>> begin DATASET RECORDS
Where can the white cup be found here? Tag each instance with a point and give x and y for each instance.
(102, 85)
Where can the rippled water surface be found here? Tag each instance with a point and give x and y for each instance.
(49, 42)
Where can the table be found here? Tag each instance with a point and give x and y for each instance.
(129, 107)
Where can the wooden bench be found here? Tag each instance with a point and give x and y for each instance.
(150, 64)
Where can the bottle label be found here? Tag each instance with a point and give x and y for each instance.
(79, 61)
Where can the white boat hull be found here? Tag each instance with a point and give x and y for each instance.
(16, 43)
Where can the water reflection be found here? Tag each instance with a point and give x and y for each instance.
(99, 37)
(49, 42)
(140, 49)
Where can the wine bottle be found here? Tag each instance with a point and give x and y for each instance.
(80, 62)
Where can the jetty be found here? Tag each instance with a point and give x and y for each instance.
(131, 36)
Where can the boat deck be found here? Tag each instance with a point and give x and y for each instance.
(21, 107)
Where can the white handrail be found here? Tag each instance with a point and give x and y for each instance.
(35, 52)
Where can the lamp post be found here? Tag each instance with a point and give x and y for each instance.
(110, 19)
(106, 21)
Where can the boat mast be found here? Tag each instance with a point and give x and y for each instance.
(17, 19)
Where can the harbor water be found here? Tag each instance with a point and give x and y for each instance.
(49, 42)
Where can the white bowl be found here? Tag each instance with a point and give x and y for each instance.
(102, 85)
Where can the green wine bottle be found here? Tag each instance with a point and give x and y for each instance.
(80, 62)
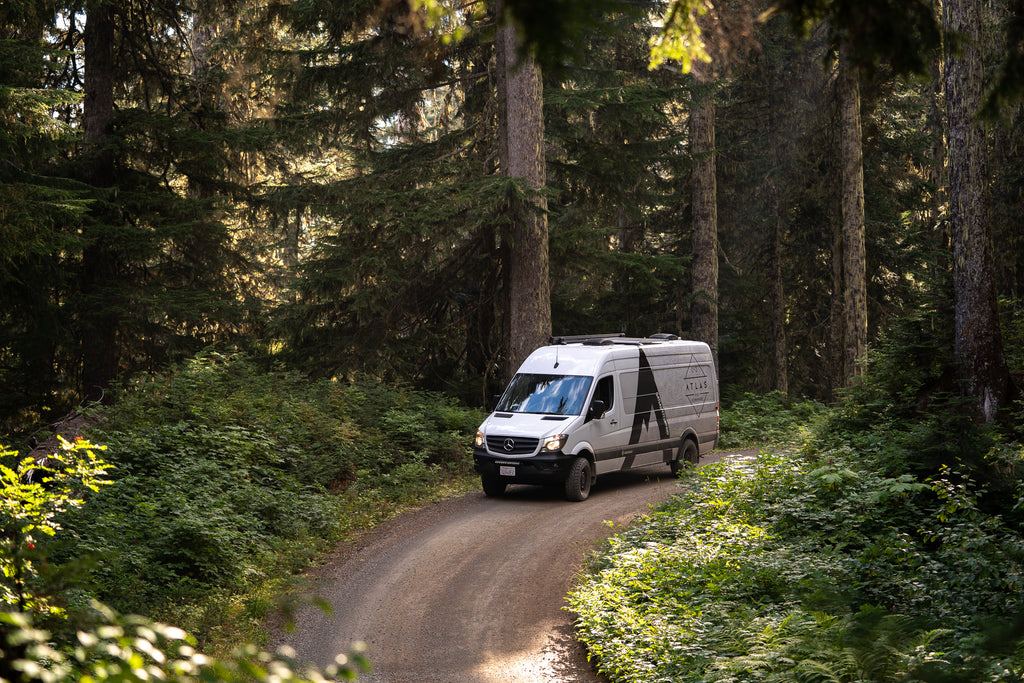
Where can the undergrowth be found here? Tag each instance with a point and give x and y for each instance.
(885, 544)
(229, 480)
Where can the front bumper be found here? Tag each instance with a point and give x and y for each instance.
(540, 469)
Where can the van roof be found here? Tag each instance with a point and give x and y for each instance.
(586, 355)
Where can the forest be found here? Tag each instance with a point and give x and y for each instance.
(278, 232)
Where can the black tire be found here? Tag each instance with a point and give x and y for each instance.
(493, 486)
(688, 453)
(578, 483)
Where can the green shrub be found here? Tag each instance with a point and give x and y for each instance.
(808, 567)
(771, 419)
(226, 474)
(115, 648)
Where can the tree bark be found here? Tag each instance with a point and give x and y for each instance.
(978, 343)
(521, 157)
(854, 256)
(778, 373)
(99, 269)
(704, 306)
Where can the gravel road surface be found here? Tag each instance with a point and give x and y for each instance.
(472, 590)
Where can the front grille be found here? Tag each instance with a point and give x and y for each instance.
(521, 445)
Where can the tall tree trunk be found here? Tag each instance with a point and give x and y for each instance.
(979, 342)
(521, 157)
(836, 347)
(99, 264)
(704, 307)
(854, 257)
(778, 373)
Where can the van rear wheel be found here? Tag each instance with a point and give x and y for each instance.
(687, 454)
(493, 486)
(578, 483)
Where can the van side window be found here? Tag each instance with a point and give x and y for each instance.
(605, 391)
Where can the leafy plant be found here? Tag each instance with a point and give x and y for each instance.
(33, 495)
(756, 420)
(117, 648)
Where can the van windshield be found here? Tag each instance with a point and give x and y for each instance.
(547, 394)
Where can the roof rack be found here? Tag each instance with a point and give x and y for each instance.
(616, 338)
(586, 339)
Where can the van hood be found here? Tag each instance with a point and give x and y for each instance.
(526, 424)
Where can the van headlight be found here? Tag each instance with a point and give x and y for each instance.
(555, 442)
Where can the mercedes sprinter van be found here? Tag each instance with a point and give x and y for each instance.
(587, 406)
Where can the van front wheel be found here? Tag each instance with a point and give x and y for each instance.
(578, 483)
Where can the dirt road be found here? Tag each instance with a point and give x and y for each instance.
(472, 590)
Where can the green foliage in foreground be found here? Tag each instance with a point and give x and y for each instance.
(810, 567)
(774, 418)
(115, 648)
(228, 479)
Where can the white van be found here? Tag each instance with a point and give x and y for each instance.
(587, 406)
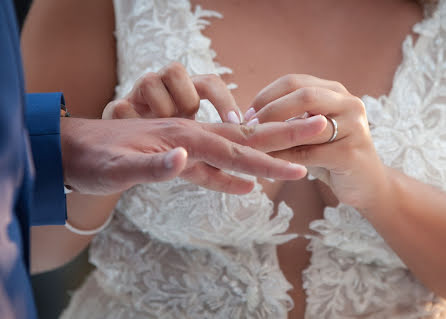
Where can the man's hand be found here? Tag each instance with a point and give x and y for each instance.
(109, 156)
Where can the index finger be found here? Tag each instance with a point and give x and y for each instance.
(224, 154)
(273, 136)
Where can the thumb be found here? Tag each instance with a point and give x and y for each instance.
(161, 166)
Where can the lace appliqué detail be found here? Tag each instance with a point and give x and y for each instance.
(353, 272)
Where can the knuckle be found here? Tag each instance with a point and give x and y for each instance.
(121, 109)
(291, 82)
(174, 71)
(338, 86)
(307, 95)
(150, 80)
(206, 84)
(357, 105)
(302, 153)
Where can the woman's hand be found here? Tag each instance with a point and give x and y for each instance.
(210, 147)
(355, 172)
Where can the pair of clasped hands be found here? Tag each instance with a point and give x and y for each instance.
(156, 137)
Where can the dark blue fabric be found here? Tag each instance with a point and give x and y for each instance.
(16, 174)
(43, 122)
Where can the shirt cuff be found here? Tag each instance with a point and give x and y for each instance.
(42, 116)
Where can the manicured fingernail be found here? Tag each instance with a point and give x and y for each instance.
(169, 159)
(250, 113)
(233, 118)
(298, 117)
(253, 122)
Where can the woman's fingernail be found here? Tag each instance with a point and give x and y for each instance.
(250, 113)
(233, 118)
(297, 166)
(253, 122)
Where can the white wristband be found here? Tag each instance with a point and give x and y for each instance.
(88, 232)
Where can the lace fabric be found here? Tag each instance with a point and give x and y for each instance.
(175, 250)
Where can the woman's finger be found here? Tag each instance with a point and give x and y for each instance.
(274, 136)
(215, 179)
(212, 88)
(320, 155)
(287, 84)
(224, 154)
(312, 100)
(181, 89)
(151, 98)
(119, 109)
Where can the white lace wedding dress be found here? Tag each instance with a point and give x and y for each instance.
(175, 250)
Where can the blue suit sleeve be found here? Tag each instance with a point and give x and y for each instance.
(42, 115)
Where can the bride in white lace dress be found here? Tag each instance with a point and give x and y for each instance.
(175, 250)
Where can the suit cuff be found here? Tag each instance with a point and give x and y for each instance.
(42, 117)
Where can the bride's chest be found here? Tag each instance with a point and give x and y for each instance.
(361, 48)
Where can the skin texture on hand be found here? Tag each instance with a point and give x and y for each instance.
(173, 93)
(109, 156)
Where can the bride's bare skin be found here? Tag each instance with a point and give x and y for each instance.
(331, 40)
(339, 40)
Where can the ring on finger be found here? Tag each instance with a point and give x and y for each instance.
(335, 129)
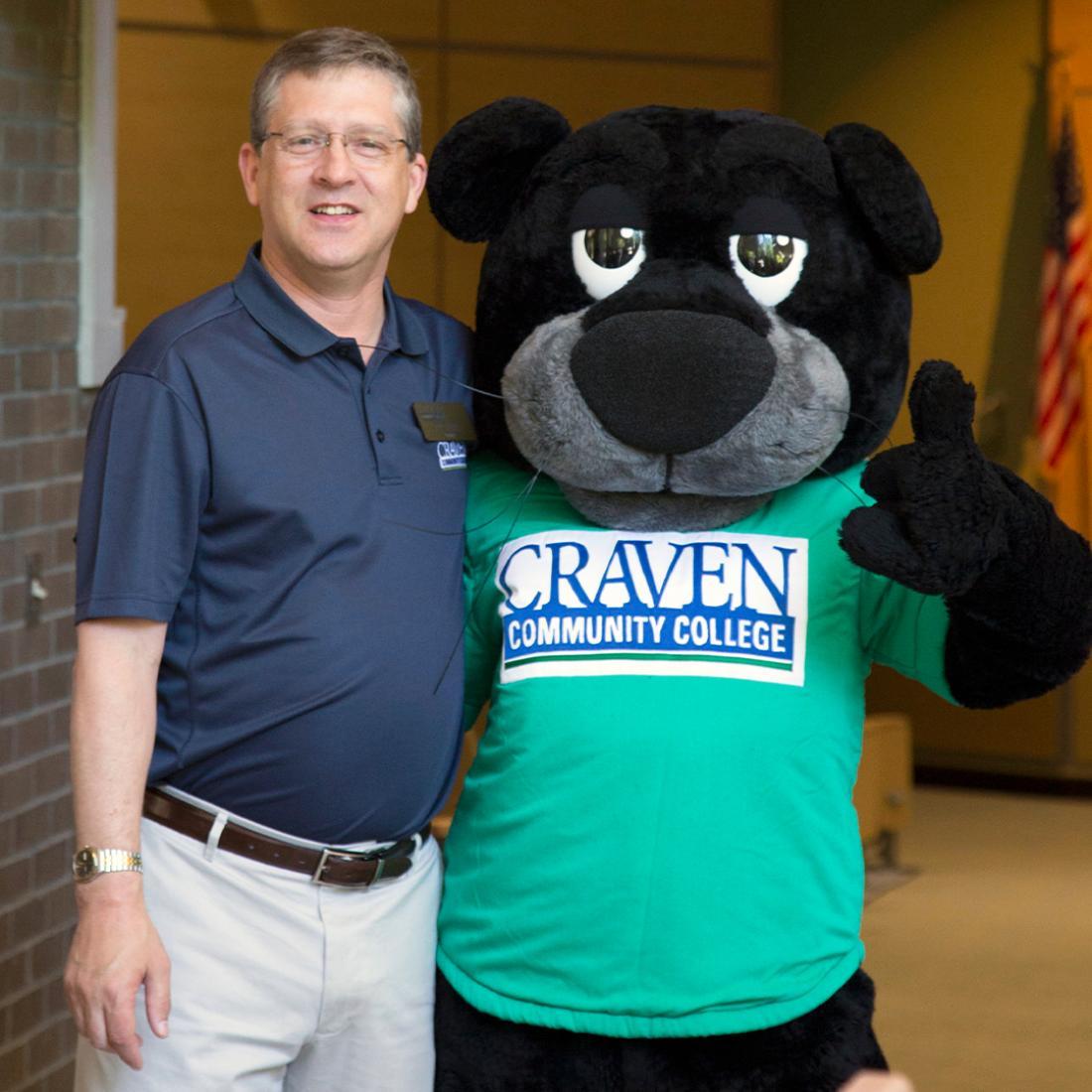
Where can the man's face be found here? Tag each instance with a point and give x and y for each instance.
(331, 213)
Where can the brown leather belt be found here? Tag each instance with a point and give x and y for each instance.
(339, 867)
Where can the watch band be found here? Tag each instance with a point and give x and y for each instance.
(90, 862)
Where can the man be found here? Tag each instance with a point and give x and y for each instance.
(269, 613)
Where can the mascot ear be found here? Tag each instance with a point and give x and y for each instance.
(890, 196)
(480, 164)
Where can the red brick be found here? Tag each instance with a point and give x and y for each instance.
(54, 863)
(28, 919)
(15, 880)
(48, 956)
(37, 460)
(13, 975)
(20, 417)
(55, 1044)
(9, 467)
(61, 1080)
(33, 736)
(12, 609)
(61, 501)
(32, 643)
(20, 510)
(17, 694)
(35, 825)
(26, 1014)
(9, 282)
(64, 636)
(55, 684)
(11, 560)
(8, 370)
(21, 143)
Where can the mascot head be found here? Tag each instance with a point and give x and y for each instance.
>> end DATASET RECORDS
AIM >> The records above need to be given again exactly. Omit the pictures.

FINISHED TASK >>
Where can the white cup be found here? Tag each instance with a point and give x and y for each instance.
(102, 85)
Where can the rippled water surface be found here? Tag each instance with a point and give x and y for each instance.
(49, 42)
Where can the table be found here? Tag each instance with a point and give x and y for each instance.
(129, 107)
Where can the wooden bench be found here? Tag each instance with a point and give x and y for each instance.
(150, 64)
Where can the bottle label be found here? Tag each instance with a point and give x and y for each instance.
(79, 61)
Where can the white boat hull be found here? Tag each instance with a point and give x and y for each instance.
(16, 43)
Where can the water reflection be found here? Tag each instance with a point and give x and y for each instance.
(99, 37)
(49, 42)
(140, 49)
Where can the wine bottle be found here? Tag each instance with a point and give x and y for each instance.
(80, 62)
Where can the jetty be found here? Tag each instance with a point and give x and y for each instance.
(131, 36)
Where can the boat deck be found here? Tag each instance with a point and give x and y for each instance.
(21, 107)
Where can the white handrail be found here? Tag each instance with a point and give x and y for each instance.
(35, 52)
Where can the lamp post be found here? Tag each instance with a point and give x and y for each instance.
(110, 19)
(106, 21)
Where can the boat mast be found here? Tag each instance with a point and give x and y for each instance.
(17, 19)
Where can the harbor water be found here? Tag each instance with a point and give x and y for each instance.
(49, 42)
Where can the white bowl be found here? Tag each instance with a point and give x and y for each instance.
(102, 85)
Where can the green wine bottle be found here? Tag each instance with a point and give x and y for each instance.
(80, 62)
Where can the undergrowth be found here? Tag each instance with a point and give x and y for each instance.
(885, 544)
(229, 480)
Where can the front bumper be found here? Tag each instance with a point and give x and y for each instance.
(540, 469)
Where can the van roof be found here? Tag each instance with a point and give x and y for each instance.
(586, 355)
Where can the forest be found here? Tag each instance with a point and give x and y for each instance.
(278, 232)
Where can the black tire be found here? Tag each instance with a point and give x and y for each instance.
(493, 486)
(688, 453)
(578, 483)
Where can the green shrub be found here? Tag each instance with a point and give x and y for each instance.
(808, 567)
(771, 419)
(226, 474)
(115, 648)
Where can the tree bark be found here? Tag each instance with a point and give x and y for each instance.
(978, 343)
(521, 157)
(854, 256)
(778, 373)
(99, 269)
(704, 306)
Where can the gravel road surface be found here? Tag each instance with a point and give x and y for each instance.
(472, 590)
Where can the front grille be found here? Tag each instance with a point and give x and y for each instance.
(521, 445)
Where can the tall tree trunk be found here? Tag each instance with a point and give x and y for each instance.
(979, 342)
(521, 157)
(836, 347)
(99, 264)
(704, 307)
(854, 257)
(778, 373)
Where can the van rear wheel be found here? Tag each instance with a point and give x and y for each instance.
(687, 454)
(493, 486)
(578, 483)
Where can the van side window be found here? Tag each instance with a point and give x and y for each instance.
(605, 391)
Where can the leafy plant be found here? Tag each instance with a point and give x and y for each instance.
(33, 495)
(756, 420)
(117, 648)
Where can the van windshield be found here? Tag each instance with a point and give x and y for each instance.
(547, 394)
Where can the roof rack be found here? Tag each instance with a point and give x and y for each instance.
(616, 338)
(586, 339)
Where can the van hood be found here? Tag each instance with a point and give x and y for each instance.
(526, 424)
Where can the van headlight be found here? Tag each instance with a point and give x and y for each instance.
(555, 442)
Where can the mercedes sprinter van be found here? Tag each instance with a point and give x and y for each instance.
(587, 406)
Where can the van front wheel be found here? Tag each instance with a point and give x and y for each instance.
(578, 483)
Where can the dirt road be found here? Tag each instance with a point and give x and y for each instance.
(472, 590)
Where can the green foliage in foreground be found here? Tag each instance with a point and give x and y for each instance.
(810, 567)
(774, 418)
(115, 648)
(228, 479)
Where can the white van be found here? Tag each instance with a point and give x and y for each instance.
(587, 406)
Where can the man's hand be found here? Tag each instance with a point and give x and y for each instance.
(109, 156)
Where can the index finger be found here? Tag each instance with a point and give x and y for each instance.
(224, 154)
(273, 136)
Where can the thumb be found here? Tag each instance with a point and give x and y for each instance.
(161, 166)
Where can the lace appliqué detail be found here? Tag each instance with a point and give x and y for each instance.
(353, 272)
Where can the knuckle be found here? Tag each instance with a point and give x and y for each instance.
(121, 109)
(291, 82)
(174, 71)
(338, 86)
(307, 95)
(150, 80)
(206, 84)
(357, 105)
(302, 153)
Where can the woman's hand be found here? Tag each instance with a point and give x and y for each instance.
(210, 147)
(355, 172)
Where can the pair of clasped hands be found here? Tag each instance with a point and give x and y for each instance.
(156, 137)
Where can the dark blue fabric be found here? Tag each instance with a point and give x and y for each instance.
(16, 174)
(43, 122)
Where can the shirt cuff be found here? Tag each instance with a point and give x and y for each instance.
(42, 116)
Where can the manicured fingernail be found here? Tag each instance with a point and give x and y for each instance.
(169, 159)
(250, 113)
(233, 118)
(298, 117)
(253, 122)
Where can the woman's fingernail be found here? Tag each instance with a point and give x and y for each instance.
(250, 113)
(233, 118)
(297, 166)
(253, 122)
Where can the white wristband be found here? Tag each instance with a point and give x and y for each instance.
(88, 232)
Where can the lace fabric be found here? Tag each instance with a point and give x and y for each instance.
(175, 250)
Where can the woman's finger be found here? Tag each instance with a point and give x and y for each instance.
(274, 136)
(215, 179)
(212, 88)
(320, 155)
(287, 84)
(224, 154)
(312, 100)
(181, 89)
(151, 98)
(119, 109)
Where can the white lace wedding dress be found here? Tag each instance with a point and give x and y for each instance.
(175, 250)
Where can the blue suit sleeve be found here? Tag each instance with a point and give x and y for each instance.
(42, 115)
Where can the bride in white lace dress be found here? Tag each instance with a point and give x and y for each instance.
(175, 250)
Where can the suit cuff be found here? Tag each instance with a point and give x and y for each instance.
(42, 117)
Where can the bride's chest be found here? Tag each instance with a point and give x and y for each instance.
(361, 48)
Where can the skin texture on hand be found here? Tag each instance with a point and give x and y for each instance.
(173, 93)
(109, 156)
Where can the bride's bare skin be found here? Tag each instance with a point and give x and y for each instance.
(331, 40)
(339, 40)
Where can the ring on finger be found here? Tag each instance with a point and give x and y for each instance.
(335, 129)
Where can the man's face be found here? Tag each instance with a point and give x and y for each instance.
(331, 213)
Where can the brown leather belt be found here? Tag each instance with a point and give x and y for each instance.
(339, 867)
Where can the watch band be found here? Tag each instance with a point and give x and y for each instance.
(90, 862)
Where can the man be found here? Tag each instance with a point and give x and y for each instance.
(269, 613)
Where can the mascot ear be found here? Tag each instance with a point and give x and y for each instance.
(890, 196)
(480, 164)
Where can the red brick be found here? Tag each instance with a point and give x and y for each instance.
(54, 863)
(28, 919)
(15, 880)
(48, 956)
(37, 460)
(13, 975)
(20, 417)
(55, 1044)
(9, 467)
(61, 1080)
(33, 736)
(12, 609)
(61, 501)
(32, 643)
(20, 510)
(17, 694)
(35, 825)
(26, 1014)
(9, 282)
(64, 636)
(55, 684)
(11, 560)
(8, 370)
(21, 143)
Where can the mascot head be found here? Tag each instance with a point and give x and y for each instance.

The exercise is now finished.